# The problem
Examine the data line by line and report how many lines include the word "sleeve", with no additional output.

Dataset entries
--
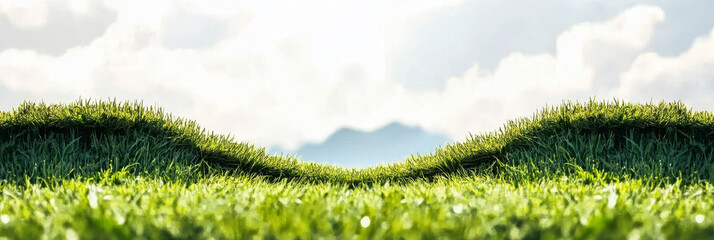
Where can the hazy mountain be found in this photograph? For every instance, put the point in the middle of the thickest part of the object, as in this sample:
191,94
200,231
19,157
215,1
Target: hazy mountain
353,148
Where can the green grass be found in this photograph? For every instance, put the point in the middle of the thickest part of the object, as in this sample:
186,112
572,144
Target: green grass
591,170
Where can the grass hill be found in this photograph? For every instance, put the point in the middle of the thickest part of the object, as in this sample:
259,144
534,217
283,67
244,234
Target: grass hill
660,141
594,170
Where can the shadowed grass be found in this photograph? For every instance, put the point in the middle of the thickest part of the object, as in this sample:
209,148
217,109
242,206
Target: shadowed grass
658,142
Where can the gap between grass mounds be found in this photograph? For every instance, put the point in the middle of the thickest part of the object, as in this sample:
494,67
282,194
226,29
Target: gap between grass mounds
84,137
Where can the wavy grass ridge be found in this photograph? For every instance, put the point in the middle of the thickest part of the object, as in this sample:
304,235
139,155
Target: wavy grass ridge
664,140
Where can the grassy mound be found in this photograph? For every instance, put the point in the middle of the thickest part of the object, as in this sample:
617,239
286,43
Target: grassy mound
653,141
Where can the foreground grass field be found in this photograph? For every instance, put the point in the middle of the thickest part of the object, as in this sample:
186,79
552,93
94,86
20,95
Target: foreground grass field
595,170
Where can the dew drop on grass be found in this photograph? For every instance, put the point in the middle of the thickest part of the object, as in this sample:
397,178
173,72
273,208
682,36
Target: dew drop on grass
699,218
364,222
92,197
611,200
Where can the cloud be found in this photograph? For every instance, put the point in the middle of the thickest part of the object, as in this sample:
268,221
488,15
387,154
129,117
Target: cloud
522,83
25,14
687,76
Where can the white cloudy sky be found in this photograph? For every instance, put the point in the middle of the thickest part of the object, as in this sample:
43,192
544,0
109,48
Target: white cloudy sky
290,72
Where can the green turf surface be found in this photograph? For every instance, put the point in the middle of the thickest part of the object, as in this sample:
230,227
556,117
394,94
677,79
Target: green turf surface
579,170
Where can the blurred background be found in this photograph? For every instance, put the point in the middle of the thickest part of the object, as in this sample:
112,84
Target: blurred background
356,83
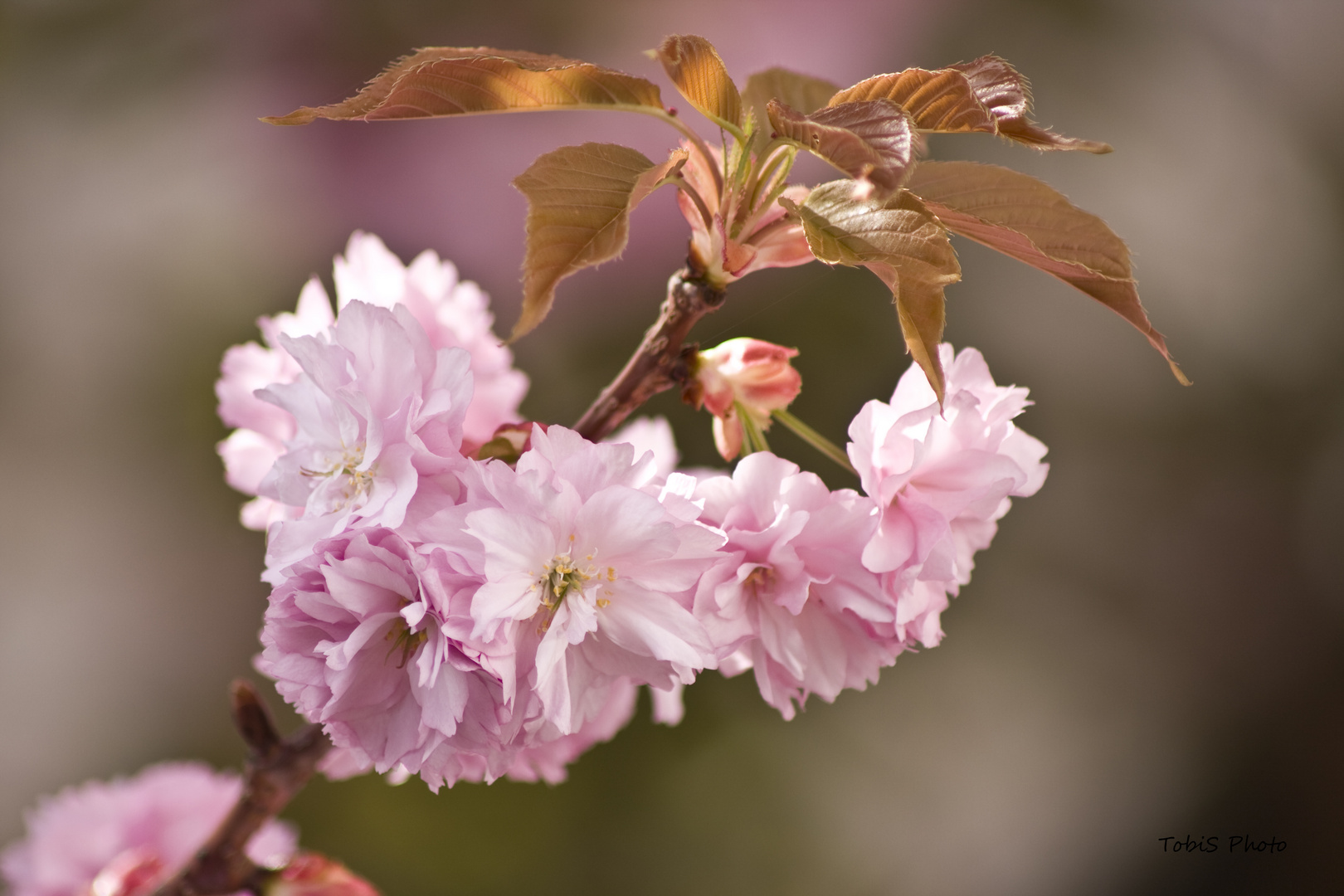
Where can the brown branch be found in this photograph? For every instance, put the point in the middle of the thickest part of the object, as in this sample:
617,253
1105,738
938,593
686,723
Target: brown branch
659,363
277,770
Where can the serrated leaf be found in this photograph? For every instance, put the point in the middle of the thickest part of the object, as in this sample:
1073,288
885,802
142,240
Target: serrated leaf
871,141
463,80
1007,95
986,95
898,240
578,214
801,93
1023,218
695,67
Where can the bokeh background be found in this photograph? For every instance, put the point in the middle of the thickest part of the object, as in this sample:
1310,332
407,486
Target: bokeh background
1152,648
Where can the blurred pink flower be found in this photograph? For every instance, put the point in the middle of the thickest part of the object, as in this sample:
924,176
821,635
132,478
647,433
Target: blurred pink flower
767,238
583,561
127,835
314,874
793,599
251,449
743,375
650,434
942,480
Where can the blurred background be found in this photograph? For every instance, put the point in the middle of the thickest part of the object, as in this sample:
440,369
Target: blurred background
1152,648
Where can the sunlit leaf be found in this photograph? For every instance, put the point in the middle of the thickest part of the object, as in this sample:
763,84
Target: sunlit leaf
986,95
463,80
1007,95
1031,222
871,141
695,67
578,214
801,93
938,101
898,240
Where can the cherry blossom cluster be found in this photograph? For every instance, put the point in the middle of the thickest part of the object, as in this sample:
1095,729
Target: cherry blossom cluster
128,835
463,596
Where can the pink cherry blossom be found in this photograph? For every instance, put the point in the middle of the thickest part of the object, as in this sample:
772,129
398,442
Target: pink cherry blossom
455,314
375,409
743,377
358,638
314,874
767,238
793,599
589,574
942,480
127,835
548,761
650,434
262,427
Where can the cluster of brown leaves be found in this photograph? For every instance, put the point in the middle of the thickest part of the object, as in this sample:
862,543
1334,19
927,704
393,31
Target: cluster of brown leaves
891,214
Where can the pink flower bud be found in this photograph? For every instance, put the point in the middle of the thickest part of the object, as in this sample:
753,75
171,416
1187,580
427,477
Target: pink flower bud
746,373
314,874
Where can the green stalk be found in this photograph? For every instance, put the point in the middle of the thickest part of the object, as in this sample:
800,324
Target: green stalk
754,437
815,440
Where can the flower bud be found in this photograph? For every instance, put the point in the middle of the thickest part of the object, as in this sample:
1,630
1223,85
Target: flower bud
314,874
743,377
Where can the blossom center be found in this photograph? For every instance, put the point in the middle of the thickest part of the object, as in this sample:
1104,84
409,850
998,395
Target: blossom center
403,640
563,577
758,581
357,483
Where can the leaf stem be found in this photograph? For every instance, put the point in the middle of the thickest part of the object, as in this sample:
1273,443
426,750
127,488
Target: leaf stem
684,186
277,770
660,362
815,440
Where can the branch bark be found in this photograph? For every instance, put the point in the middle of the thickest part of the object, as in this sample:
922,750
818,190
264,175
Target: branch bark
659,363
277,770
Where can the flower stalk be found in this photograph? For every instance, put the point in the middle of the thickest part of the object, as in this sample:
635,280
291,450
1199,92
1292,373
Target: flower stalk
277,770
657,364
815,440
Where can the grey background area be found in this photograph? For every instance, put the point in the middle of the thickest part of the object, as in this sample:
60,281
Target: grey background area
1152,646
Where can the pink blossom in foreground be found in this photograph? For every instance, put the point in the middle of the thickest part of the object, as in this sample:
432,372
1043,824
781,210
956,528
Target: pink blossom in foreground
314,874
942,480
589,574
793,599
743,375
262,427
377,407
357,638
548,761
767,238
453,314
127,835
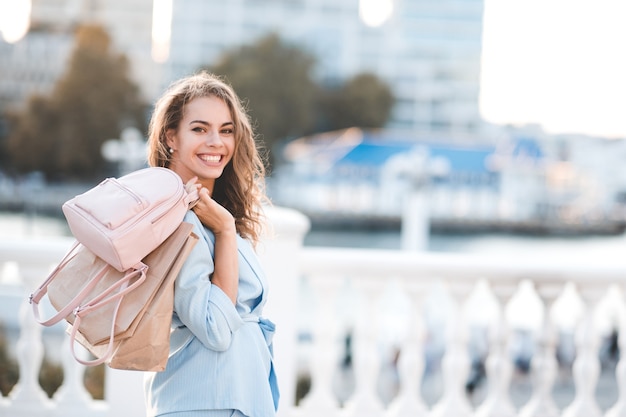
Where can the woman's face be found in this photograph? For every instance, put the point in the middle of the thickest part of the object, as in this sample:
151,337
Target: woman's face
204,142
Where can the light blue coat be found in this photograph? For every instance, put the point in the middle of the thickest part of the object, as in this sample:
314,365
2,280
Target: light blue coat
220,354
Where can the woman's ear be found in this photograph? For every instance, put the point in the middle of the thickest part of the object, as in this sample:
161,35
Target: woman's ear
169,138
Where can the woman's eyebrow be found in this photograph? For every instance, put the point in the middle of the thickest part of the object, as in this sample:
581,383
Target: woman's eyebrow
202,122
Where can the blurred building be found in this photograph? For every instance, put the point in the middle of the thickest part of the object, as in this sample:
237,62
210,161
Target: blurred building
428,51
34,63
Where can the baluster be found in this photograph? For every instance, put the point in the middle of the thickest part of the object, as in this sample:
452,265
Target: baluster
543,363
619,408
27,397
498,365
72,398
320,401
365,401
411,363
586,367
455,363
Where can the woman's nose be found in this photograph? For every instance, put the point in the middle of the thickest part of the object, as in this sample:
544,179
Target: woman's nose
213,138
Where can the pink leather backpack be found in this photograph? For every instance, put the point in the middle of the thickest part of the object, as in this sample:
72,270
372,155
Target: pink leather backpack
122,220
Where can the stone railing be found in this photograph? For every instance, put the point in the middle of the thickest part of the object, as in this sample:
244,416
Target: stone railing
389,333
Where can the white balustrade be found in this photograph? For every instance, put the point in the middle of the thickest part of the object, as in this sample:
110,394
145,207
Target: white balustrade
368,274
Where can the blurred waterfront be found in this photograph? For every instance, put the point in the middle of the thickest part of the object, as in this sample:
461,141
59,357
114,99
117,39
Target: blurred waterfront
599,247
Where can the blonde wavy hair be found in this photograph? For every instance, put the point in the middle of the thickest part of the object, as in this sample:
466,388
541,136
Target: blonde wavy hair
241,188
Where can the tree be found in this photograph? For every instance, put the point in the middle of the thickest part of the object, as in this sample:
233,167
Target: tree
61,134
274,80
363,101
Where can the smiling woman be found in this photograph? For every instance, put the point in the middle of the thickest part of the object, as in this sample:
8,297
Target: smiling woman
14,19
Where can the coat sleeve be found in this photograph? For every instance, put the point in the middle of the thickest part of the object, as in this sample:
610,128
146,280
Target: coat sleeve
--
# Output
2